* [WHAT IS NEEDED]: Gather every line below that contains the word "door", and copy each one in full.

* [DATA EXCERPTS]:

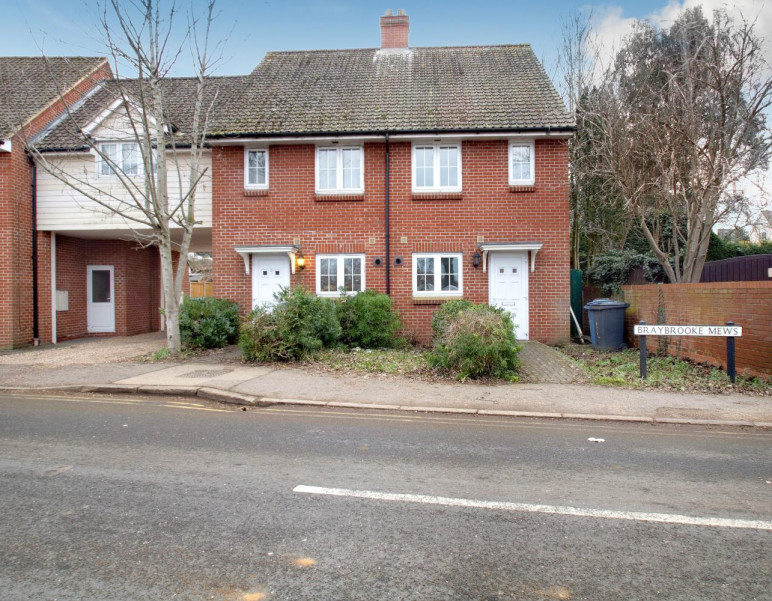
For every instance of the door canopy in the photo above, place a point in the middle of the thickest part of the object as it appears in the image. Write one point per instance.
(534, 247)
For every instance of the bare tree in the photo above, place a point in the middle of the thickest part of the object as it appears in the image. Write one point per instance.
(678, 121)
(599, 218)
(145, 38)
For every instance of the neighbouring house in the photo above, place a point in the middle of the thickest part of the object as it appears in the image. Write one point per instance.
(34, 92)
(429, 174)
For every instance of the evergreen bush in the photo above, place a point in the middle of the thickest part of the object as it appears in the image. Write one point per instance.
(208, 322)
(368, 320)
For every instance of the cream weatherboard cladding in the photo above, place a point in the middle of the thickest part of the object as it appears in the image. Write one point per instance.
(62, 208)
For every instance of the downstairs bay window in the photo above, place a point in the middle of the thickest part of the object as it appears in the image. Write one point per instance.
(334, 272)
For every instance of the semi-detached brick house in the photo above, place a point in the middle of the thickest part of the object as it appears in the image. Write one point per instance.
(34, 92)
(426, 173)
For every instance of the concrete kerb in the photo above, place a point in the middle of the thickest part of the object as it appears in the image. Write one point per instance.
(236, 398)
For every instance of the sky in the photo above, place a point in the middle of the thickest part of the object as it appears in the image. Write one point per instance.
(250, 28)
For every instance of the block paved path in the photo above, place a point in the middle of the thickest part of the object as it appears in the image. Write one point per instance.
(544, 364)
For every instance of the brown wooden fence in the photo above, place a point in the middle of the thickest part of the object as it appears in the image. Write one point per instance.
(199, 289)
(747, 304)
(752, 268)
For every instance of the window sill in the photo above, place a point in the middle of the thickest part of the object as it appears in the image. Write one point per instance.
(438, 196)
(321, 197)
(435, 300)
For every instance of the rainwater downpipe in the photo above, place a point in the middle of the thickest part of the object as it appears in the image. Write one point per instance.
(35, 314)
(387, 206)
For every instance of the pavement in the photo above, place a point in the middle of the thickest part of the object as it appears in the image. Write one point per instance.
(232, 382)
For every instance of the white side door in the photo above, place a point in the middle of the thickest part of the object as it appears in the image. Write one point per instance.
(270, 273)
(508, 287)
(100, 308)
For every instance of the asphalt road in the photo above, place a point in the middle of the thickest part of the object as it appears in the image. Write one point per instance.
(127, 498)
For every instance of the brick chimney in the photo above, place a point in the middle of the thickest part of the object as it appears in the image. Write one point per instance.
(394, 29)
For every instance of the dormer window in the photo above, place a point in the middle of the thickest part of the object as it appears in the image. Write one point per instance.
(124, 155)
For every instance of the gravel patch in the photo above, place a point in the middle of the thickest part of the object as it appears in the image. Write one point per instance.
(86, 351)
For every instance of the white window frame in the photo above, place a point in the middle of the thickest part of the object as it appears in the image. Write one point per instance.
(339, 170)
(522, 182)
(438, 276)
(435, 187)
(120, 144)
(340, 261)
(246, 169)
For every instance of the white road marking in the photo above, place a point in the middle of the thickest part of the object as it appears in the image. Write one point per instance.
(665, 518)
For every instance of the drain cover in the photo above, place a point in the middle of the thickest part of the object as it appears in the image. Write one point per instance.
(206, 373)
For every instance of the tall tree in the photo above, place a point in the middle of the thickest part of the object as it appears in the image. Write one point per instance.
(599, 218)
(678, 121)
(147, 37)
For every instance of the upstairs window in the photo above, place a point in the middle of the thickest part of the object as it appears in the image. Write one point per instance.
(124, 155)
(334, 272)
(437, 274)
(521, 164)
(437, 168)
(340, 170)
(256, 168)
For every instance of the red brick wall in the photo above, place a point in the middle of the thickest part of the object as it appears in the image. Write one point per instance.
(137, 285)
(16, 245)
(487, 208)
(745, 303)
(16, 222)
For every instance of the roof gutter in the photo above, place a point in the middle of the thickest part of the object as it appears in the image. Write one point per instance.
(548, 130)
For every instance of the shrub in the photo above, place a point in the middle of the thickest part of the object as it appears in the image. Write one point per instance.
(368, 320)
(208, 322)
(446, 313)
(259, 338)
(611, 270)
(474, 341)
(301, 323)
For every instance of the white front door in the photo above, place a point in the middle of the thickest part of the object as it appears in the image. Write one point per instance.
(270, 273)
(508, 287)
(100, 308)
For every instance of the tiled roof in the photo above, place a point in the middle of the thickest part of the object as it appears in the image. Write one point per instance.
(28, 84)
(179, 103)
(421, 89)
(347, 91)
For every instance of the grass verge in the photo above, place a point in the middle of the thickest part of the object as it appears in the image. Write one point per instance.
(663, 372)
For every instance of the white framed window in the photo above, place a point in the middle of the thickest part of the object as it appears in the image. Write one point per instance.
(437, 274)
(256, 168)
(521, 163)
(334, 272)
(340, 170)
(125, 155)
(436, 168)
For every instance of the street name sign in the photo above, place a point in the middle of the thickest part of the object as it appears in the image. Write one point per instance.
(663, 330)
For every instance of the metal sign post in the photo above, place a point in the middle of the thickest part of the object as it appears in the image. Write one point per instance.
(730, 331)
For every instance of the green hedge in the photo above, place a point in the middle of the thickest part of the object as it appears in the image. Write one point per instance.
(368, 320)
(208, 322)
(301, 323)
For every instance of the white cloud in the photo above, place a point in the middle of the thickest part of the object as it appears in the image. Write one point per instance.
(612, 25)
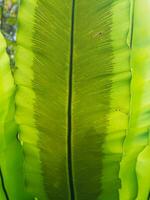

* [ANSWER TO THIS EXERCISE]:
For every instance of the door canopy in the photo above, place a point in the middle of the thickest part of the object as it appears in the image. Write one point per instance.
For every instance of the white side door in the photo above, place a point in the middle of the thickest part of the object as it appears in the image. Write one point per instance.
For every instance of the white front door in the photo above, place a point in the middle of the thickest part of the object as it appears in the image. Write one point per instance.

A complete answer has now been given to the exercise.